From the records below, gather each line that contains the string "spike" and copy those lines in full.

┌──

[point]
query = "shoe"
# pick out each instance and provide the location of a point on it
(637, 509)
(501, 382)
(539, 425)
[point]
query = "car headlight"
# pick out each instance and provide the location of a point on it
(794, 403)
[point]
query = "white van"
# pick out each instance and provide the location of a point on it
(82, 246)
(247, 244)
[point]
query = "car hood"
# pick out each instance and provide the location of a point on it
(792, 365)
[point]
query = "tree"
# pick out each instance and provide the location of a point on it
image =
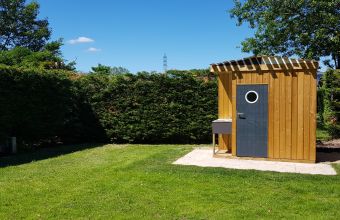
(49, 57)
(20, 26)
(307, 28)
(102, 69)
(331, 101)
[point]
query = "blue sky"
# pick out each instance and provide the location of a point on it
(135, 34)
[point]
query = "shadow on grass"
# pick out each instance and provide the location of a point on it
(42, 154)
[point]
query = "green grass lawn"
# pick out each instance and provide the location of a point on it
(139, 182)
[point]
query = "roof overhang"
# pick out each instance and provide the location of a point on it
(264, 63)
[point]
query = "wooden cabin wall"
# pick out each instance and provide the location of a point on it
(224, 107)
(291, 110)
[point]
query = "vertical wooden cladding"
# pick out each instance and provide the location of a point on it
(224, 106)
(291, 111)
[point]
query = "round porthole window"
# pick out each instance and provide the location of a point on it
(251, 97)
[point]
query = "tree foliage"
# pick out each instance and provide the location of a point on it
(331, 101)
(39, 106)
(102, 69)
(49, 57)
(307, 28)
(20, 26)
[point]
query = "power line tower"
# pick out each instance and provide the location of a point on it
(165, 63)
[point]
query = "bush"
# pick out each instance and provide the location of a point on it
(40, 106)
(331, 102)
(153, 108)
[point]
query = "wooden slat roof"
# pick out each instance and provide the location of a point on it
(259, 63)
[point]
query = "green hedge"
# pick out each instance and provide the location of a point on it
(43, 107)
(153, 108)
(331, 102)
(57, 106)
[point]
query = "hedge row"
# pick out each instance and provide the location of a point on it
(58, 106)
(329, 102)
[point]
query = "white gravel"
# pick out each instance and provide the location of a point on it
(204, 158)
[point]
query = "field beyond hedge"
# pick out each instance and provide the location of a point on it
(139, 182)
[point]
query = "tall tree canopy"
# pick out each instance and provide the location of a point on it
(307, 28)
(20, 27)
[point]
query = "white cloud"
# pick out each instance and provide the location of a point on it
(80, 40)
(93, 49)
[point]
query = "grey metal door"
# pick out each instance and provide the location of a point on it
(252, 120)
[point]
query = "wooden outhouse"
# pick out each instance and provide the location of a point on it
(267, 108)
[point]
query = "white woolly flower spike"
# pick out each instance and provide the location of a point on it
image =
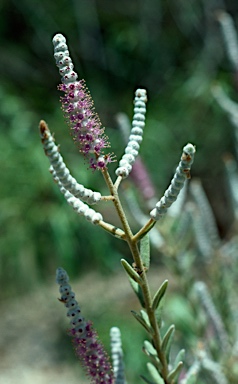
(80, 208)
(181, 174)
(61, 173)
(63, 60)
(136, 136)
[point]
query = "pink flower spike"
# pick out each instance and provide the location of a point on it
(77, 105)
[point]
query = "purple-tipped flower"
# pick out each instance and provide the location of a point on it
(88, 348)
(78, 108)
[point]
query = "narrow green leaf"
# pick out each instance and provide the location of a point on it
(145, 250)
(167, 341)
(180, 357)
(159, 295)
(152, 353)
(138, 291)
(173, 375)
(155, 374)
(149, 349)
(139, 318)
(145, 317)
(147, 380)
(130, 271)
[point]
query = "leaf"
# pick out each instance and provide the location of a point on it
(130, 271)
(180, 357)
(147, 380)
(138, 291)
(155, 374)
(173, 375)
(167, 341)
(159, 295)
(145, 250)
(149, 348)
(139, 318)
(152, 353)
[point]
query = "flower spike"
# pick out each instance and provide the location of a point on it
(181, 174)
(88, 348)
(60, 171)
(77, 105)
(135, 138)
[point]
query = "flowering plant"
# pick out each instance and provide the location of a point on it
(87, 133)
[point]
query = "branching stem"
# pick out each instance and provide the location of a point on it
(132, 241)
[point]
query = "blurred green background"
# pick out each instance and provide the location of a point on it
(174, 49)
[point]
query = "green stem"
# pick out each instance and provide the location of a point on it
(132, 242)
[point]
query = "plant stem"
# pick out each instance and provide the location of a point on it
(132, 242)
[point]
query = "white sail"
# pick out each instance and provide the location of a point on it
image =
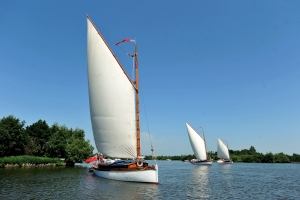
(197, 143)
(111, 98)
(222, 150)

└──

ANSWER TO THIS EXERCISE:
query = "white woolly flower spike"
query = "pink flower spike"
query = "flower spike"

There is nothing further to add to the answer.